* Was zu tun ist:
Bitte schreib die Daten vom Anfang bis einschließlich der Zeile mit „276,30,369,142“ unverändert ab.

* Annotierte Koordinatendaten:
□ □ □ □ □

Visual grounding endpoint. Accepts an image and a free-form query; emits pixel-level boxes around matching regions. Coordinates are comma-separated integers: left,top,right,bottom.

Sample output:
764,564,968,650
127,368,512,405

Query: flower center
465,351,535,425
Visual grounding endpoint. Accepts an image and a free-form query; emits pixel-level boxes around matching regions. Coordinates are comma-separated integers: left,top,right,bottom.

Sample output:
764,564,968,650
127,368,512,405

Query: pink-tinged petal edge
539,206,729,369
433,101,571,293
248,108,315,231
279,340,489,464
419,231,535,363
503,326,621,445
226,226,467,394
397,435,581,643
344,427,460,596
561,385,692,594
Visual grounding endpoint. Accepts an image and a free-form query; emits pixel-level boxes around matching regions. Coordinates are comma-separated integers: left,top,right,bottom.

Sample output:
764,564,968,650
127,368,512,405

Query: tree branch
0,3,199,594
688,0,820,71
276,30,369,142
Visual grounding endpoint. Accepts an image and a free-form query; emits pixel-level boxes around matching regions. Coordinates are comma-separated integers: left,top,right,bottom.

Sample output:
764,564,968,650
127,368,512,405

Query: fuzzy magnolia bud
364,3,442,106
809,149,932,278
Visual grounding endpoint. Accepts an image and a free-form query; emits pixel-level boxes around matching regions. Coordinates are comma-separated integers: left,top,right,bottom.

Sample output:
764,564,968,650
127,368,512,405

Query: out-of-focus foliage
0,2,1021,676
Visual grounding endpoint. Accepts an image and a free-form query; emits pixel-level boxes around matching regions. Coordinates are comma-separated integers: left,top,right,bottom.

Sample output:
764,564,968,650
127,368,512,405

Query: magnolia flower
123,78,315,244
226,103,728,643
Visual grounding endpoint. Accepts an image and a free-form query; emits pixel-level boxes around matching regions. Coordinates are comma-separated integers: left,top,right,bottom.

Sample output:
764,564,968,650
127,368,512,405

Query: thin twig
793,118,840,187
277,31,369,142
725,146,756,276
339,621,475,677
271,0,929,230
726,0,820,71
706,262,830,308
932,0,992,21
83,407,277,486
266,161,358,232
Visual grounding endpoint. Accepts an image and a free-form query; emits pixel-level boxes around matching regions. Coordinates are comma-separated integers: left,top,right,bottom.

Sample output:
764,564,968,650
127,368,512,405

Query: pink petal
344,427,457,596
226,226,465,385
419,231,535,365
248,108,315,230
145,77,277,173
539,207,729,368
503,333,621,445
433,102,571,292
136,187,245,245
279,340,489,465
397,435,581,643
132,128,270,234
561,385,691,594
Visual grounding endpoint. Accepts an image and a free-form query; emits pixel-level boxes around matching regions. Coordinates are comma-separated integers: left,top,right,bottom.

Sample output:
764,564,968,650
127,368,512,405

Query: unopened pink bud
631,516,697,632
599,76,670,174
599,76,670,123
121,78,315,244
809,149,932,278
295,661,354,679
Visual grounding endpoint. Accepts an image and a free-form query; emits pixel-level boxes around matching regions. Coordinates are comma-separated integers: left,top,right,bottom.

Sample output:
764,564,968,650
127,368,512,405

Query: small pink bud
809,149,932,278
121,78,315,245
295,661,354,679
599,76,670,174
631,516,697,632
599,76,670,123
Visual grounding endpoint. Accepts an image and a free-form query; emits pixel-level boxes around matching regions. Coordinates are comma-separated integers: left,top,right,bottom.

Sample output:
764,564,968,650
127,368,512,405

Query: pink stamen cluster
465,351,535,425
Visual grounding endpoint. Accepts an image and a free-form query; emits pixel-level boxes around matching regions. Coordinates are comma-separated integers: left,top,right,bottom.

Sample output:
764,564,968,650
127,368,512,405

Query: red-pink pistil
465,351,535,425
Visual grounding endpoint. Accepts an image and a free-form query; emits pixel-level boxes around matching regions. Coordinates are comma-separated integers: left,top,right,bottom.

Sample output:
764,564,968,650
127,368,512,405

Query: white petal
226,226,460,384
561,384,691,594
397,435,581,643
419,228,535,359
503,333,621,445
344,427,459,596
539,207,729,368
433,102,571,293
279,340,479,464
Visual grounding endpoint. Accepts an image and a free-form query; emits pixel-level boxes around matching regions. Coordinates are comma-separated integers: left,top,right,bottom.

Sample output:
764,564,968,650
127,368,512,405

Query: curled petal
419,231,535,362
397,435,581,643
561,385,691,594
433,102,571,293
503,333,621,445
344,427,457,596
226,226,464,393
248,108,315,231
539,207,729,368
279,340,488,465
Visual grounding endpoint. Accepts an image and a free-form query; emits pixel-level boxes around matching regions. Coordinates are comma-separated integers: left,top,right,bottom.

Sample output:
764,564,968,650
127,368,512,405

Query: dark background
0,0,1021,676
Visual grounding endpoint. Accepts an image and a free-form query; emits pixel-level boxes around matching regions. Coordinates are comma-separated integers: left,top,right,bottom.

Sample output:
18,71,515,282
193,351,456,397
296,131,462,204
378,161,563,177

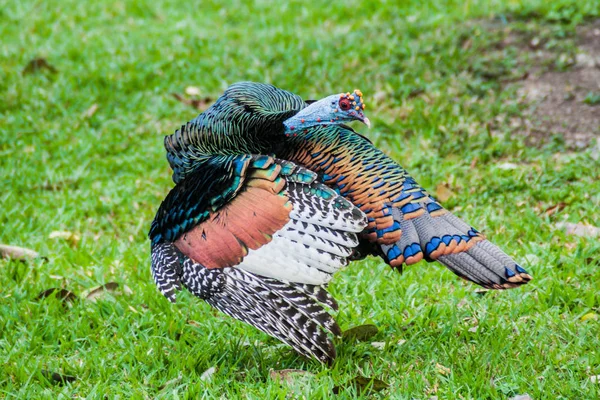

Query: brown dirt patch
515,20,600,149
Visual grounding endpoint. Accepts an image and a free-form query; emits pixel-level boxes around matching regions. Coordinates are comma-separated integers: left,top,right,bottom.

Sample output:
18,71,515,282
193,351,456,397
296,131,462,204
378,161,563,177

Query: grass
0,0,600,399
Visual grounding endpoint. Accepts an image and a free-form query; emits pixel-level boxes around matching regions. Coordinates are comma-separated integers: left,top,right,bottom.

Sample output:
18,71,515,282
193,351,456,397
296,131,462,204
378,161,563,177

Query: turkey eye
340,99,350,111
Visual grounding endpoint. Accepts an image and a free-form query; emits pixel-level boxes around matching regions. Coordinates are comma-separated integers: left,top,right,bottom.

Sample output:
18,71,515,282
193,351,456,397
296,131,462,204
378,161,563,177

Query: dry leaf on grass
0,244,40,261
36,288,77,301
48,231,81,247
510,394,533,400
269,369,314,385
85,282,131,301
185,86,200,96
200,367,217,382
41,369,77,385
171,93,213,111
83,103,98,118
435,363,451,376
543,202,567,216
497,162,519,171
21,57,58,75
555,222,600,237
342,324,379,342
333,376,390,395
581,313,598,322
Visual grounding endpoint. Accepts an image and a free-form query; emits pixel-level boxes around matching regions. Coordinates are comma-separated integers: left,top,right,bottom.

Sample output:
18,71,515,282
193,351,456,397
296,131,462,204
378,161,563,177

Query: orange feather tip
404,208,425,220
429,242,446,260
390,255,404,268
406,252,423,265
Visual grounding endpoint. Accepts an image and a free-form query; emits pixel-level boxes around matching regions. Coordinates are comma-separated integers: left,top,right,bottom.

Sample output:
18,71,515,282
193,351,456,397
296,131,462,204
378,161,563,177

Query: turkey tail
206,268,341,364
379,198,532,289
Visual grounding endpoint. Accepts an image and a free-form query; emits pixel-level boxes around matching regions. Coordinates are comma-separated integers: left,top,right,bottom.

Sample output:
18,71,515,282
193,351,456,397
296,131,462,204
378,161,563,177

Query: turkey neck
276,125,412,209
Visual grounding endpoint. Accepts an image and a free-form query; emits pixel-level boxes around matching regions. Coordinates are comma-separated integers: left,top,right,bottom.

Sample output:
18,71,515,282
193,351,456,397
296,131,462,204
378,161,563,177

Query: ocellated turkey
149,82,531,362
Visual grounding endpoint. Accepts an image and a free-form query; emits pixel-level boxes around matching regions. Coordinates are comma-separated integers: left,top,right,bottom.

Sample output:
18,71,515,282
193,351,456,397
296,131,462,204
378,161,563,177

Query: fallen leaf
36,288,77,301
0,244,40,261
342,324,379,342
83,103,98,118
171,93,213,111
48,231,81,247
555,222,600,237
158,372,183,390
269,369,314,385
498,162,519,170
435,183,456,203
200,367,217,382
21,57,58,75
581,313,598,322
333,376,390,395
543,202,567,217
85,282,119,301
41,369,77,385
510,394,533,400
435,363,451,376
185,86,200,96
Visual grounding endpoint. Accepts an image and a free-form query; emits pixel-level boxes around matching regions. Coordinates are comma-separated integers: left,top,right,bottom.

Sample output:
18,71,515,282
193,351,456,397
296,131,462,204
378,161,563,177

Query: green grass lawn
0,0,600,399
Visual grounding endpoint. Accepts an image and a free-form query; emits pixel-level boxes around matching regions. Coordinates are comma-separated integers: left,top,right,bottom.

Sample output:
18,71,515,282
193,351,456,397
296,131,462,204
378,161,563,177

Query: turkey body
150,82,531,362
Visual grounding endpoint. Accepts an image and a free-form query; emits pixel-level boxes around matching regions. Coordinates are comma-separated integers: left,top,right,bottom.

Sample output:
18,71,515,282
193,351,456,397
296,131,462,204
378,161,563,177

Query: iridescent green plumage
150,82,531,362
158,82,530,289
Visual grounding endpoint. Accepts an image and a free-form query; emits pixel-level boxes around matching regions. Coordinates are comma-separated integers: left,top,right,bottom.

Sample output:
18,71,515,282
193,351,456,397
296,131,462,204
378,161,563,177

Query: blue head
283,89,371,136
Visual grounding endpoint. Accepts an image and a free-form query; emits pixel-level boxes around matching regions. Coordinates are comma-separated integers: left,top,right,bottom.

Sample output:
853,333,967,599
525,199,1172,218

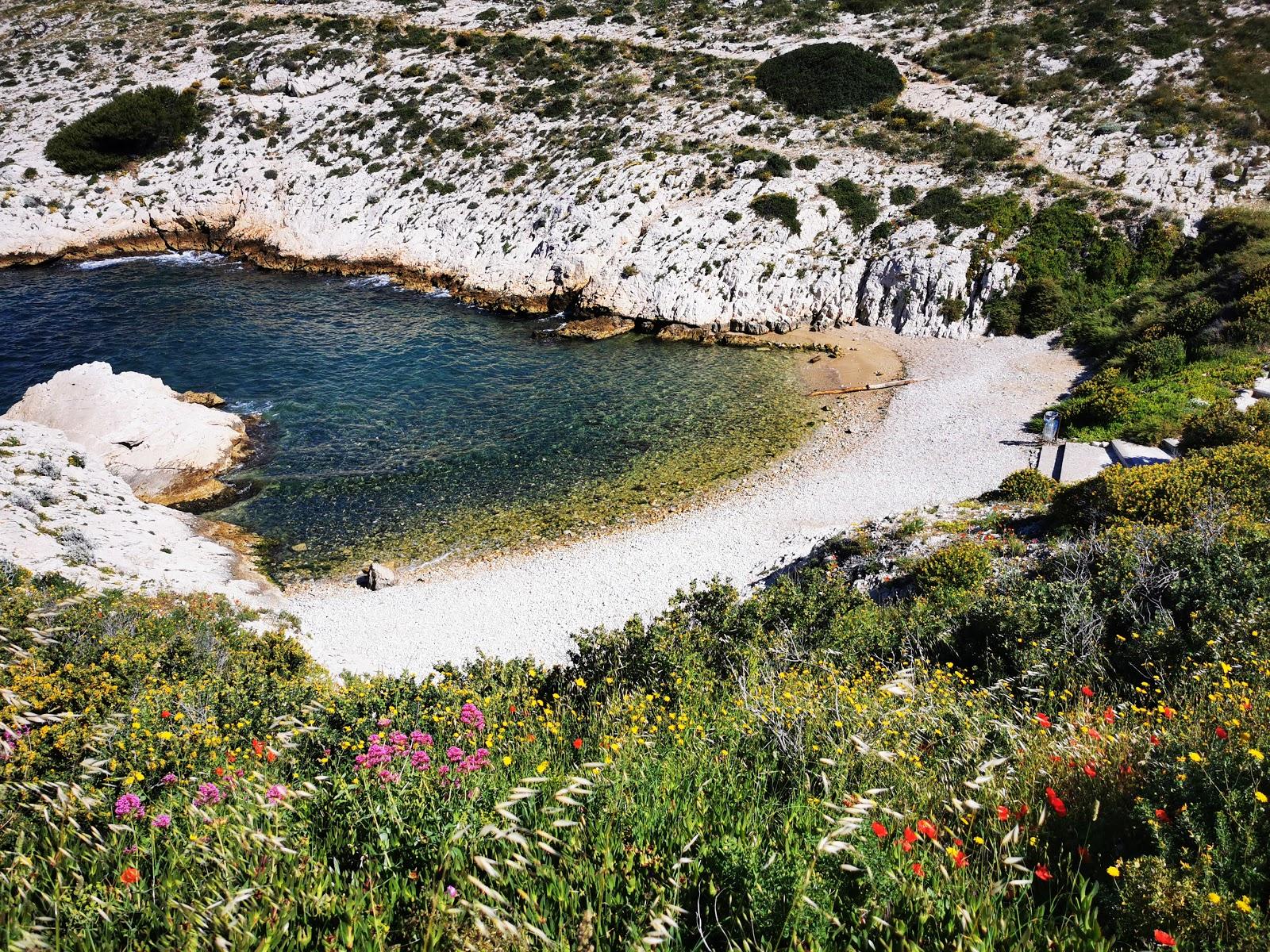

□ □ □ □ □

* Übungsergebnis:
Visual grounding endpoint. Accepts an image and a free-form query; emits pixel-level boxes around matching regions. Coordinates are comma-separated integers: left,top,right,bottom.

Sample output:
764,564,968,650
127,368,512,405

Query: flower center
465,351,535,425
Visual grounding endpoint. Accepts an image and a free-form query; emits pixel-level boxes around matching regions. Coordinates are comma-separated integers: left,top,right,bottom.

Sample output:
764,564,968,650
127,368,512,405

Query: pink-tinged petal edge
539,206,729,369
433,101,571,293
248,108,315,231
279,340,489,464
419,231,535,363
503,326,621,445
226,226,467,394
397,435,581,643
344,427,460,596
561,385,692,594
Visual grounding endpoint. Accepts an image and a free-form query; emits pixel-level boxes around matching regions. Coordinates are comma-separated integers: left,top,right,bottom.

Sample output:
764,564,968,650
127,368,512,405

Query: tree branch
0,3,199,594
688,0,820,71
276,30,369,142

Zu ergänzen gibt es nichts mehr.